● **Exercise brief**
Copy out, without any change, the stretch of lines from the one containing "Target: stone arch" through the final line.

● **Extracted entries**
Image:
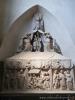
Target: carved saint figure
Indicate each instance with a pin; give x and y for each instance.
(56, 79)
(39, 22)
(69, 80)
(26, 44)
(62, 78)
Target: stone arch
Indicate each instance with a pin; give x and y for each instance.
(52, 25)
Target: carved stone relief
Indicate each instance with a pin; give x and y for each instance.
(44, 78)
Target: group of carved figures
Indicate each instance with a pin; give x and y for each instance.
(44, 79)
(37, 42)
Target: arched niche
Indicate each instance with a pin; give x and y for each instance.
(25, 24)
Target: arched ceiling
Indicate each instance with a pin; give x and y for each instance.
(54, 23)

● **Answer**
Target: stone arch
Indicate each instance with a pin; give x and y for each instance.
(52, 25)
Target: carved stone relief
Indicate each instance with a pin; give x and y for each instance.
(44, 78)
Target: group of carved figures
Indicate each instance with a pin; give x and y for each instance.
(44, 79)
(37, 42)
Target: arched niche
Indicate each instance with a pin; give x and y for each instance.
(25, 24)
Target: arched ceiling
Indicate each instance with a pin; give x and y for each instance.
(54, 23)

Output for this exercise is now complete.